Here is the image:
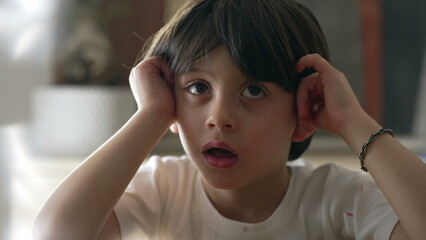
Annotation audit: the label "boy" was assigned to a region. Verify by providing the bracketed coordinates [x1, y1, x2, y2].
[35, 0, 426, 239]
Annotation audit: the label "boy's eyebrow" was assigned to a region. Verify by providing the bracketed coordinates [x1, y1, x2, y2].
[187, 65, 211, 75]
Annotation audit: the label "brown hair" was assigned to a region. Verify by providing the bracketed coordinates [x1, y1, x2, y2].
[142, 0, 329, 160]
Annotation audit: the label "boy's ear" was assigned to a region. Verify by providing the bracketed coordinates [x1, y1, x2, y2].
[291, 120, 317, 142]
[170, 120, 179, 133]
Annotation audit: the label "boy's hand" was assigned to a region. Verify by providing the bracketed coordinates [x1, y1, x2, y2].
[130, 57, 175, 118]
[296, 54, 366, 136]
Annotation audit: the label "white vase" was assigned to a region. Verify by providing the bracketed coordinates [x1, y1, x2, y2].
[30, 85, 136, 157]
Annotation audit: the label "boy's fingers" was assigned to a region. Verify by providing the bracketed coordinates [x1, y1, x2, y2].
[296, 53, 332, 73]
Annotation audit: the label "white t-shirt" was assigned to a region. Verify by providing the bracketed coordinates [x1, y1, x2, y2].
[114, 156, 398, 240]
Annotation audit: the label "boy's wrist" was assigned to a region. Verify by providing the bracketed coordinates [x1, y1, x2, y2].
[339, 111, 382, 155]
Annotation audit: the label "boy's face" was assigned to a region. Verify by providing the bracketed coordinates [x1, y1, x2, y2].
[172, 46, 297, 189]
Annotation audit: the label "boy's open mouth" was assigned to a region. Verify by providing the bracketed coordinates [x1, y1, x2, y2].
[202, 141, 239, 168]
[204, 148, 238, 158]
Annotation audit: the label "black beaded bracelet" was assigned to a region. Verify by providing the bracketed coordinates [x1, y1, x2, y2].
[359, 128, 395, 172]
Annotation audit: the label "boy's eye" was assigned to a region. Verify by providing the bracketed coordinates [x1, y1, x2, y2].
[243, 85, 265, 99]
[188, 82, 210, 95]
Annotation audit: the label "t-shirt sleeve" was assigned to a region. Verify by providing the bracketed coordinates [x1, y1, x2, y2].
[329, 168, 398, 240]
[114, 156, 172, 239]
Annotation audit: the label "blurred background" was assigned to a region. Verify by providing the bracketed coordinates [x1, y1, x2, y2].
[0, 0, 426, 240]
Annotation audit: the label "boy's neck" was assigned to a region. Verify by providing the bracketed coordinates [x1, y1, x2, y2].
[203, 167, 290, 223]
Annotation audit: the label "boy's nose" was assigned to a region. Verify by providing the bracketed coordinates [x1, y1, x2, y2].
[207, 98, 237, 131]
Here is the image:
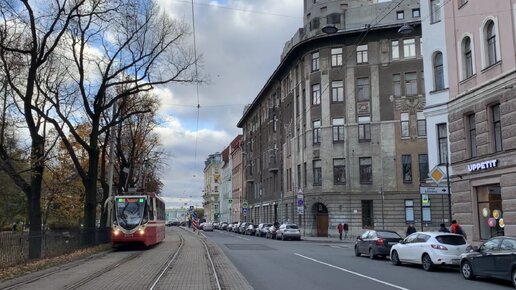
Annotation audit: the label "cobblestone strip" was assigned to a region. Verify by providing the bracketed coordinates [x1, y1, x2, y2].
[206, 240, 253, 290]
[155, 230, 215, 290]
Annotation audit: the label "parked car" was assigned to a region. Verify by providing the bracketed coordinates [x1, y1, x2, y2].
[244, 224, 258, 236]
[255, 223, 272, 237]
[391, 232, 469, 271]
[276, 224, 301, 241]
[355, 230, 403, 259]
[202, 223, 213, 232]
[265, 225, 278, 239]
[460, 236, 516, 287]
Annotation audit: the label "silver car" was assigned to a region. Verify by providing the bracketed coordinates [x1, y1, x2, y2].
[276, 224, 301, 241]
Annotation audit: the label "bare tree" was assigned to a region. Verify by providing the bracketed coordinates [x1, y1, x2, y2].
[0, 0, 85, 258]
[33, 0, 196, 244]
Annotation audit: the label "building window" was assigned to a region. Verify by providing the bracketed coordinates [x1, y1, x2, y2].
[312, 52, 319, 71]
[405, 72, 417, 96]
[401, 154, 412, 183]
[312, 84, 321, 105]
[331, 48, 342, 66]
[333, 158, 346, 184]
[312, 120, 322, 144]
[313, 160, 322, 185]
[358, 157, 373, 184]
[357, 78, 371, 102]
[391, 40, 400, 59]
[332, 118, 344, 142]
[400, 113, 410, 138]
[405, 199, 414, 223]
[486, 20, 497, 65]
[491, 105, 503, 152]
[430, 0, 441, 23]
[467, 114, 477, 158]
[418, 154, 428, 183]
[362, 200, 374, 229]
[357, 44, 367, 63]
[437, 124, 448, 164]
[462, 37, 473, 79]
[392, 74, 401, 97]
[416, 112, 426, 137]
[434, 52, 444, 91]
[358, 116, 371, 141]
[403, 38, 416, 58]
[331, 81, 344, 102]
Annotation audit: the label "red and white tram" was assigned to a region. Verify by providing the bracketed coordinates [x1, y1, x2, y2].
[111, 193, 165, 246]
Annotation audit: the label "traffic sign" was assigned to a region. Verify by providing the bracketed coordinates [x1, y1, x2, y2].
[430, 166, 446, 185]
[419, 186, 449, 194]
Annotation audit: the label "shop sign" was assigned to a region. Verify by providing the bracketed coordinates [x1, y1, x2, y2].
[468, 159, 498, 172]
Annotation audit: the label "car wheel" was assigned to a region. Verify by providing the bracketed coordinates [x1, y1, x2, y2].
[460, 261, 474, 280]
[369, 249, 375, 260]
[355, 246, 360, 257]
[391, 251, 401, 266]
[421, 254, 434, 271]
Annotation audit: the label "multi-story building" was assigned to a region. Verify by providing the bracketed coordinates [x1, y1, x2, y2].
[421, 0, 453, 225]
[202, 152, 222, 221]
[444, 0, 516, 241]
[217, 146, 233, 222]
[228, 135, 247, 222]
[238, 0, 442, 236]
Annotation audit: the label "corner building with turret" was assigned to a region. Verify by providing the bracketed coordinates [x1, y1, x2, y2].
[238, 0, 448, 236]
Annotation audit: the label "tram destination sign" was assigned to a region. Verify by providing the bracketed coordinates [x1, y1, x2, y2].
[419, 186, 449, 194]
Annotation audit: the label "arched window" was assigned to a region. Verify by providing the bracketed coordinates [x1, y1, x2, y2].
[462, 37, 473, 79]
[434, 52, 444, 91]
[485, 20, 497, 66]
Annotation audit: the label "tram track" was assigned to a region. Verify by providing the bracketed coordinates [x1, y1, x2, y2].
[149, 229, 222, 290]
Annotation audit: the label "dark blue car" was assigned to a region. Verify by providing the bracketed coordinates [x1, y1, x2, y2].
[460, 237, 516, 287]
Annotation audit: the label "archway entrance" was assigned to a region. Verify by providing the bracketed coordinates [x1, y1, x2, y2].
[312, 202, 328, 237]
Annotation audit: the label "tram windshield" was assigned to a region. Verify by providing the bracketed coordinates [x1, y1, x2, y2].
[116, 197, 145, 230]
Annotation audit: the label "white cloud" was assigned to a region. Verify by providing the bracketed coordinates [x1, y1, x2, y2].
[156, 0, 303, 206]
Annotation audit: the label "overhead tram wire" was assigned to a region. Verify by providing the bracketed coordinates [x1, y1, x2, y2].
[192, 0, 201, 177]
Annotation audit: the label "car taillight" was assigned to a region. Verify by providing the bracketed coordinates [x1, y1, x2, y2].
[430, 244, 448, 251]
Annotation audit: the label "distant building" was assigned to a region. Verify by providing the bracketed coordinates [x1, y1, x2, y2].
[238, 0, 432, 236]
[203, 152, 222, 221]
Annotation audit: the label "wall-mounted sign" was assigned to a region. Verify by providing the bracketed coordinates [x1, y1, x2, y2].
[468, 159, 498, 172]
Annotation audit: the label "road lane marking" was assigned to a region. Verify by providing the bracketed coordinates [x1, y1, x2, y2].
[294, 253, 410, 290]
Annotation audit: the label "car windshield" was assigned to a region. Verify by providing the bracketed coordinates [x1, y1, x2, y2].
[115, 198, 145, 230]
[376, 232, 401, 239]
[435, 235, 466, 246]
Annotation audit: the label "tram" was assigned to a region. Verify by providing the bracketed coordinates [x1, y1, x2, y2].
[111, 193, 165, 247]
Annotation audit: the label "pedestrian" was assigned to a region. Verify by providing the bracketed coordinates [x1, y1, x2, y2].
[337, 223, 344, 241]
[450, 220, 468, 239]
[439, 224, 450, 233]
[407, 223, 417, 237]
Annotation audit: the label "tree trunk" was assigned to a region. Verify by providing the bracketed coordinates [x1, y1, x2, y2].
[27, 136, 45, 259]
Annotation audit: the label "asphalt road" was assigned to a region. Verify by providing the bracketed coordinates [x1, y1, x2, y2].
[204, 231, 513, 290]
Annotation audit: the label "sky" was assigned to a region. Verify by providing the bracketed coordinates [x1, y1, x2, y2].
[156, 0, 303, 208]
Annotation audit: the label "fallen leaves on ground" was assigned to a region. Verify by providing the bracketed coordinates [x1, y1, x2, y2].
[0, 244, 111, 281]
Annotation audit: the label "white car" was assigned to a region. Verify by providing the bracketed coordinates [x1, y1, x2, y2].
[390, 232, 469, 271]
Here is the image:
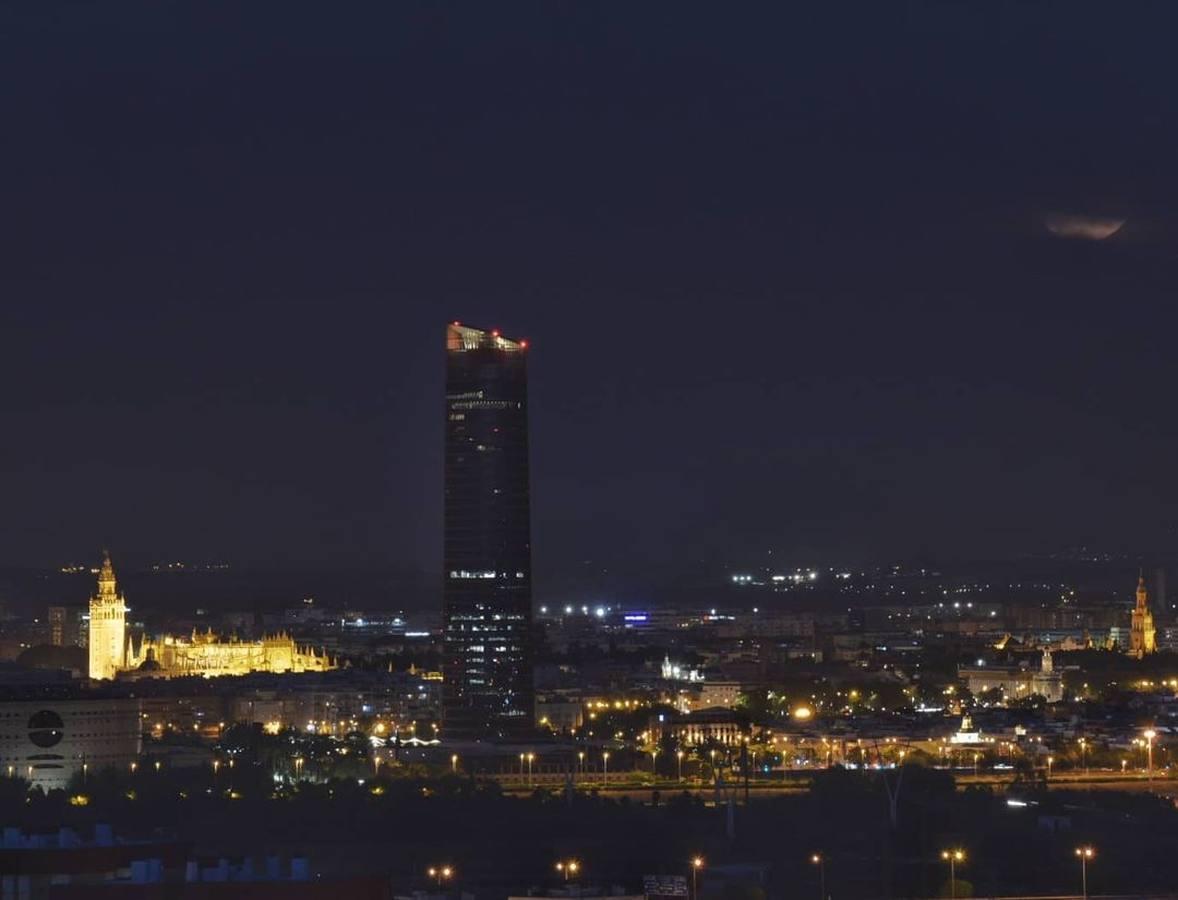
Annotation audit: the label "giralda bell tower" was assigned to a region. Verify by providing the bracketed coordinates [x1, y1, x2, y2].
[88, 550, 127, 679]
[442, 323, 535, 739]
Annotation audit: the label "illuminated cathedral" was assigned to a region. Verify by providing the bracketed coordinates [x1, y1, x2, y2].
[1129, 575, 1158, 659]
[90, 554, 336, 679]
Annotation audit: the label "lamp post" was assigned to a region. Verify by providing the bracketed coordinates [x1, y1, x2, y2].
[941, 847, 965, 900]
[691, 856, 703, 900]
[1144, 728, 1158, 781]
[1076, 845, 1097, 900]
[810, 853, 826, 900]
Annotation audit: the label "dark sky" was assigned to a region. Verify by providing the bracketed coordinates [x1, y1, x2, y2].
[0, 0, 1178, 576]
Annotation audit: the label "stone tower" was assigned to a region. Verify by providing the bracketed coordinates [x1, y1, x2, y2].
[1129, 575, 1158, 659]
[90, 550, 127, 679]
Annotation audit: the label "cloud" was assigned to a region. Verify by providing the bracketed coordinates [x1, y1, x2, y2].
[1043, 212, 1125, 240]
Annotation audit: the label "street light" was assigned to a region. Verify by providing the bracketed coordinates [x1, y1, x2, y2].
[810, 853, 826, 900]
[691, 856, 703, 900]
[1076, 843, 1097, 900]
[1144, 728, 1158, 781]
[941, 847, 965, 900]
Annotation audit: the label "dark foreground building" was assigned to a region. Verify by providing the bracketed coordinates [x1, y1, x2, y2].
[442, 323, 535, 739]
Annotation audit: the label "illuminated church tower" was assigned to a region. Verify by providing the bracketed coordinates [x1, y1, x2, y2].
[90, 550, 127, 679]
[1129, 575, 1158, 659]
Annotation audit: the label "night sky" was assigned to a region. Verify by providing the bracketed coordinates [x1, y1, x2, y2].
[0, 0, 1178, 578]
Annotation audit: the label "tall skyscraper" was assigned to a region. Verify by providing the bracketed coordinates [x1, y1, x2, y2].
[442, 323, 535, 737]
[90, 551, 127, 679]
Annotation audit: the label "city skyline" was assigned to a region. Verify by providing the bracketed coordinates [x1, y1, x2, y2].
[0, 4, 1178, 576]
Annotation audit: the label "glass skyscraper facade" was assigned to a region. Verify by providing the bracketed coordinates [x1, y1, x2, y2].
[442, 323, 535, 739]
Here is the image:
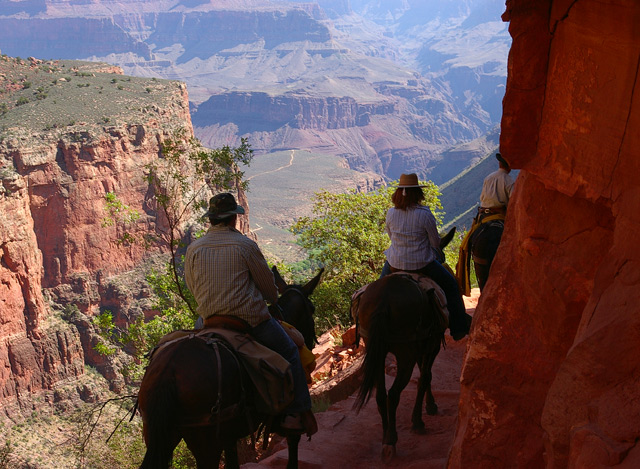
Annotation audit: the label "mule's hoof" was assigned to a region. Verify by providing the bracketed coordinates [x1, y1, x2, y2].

EXERCISE AIM: Starting at the top of the entries and stopping after the line with "[114, 156, 398, 240]", write the lines out again with "boy's" replaced by "child's" and nothing else changed. Leave the pictures out.

RESPONSE BELOW:
Here is the image:
Annotation audit: the label "boy" was assigned to a region. Verify by providing the bracketed coordinates [x1, y1, x2, y2].
[35, 0, 426, 239]
Annotation audit: the label "child's eyebrow" was assigned to a region. Verify by providing the bracketed coordinates [x1, y1, x2, y2].
[187, 65, 211, 75]
Annotation audit: the label "brown hair" was assigned to a region. Verify by providing the bracketed coordinates [x1, y1, x2, y2].
[142, 0, 329, 160]
Annotation audit: the label "child's ear" was assigned to a region. Verify by providing the bracketed coordinates [x1, y1, x2, y2].
[291, 120, 317, 142]
[170, 120, 179, 133]
Annotation audit: the label "child's hand" was assigned to a region. Verify by providing the bracketed coordinates [x1, y1, x2, y2].
[130, 57, 175, 118]
[296, 54, 366, 136]
Annotation audit: the label "white vase" was assigned to a region. Verify by providing the bracketed coordinates [x1, y1, x2, y2].
[30, 85, 136, 157]
Annotation audit: the label "child's fingers" was assigned to a region. Verify by providing the bracketed coordinates [x1, y1, x2, y2].
[296, 53, 332, 73]
Annotation audit: the label "white t-shirt" was assigned to a region. Verify by providing the bracketed coordinates [x1, y1, x2, y2].
[114, 156, 398, 240]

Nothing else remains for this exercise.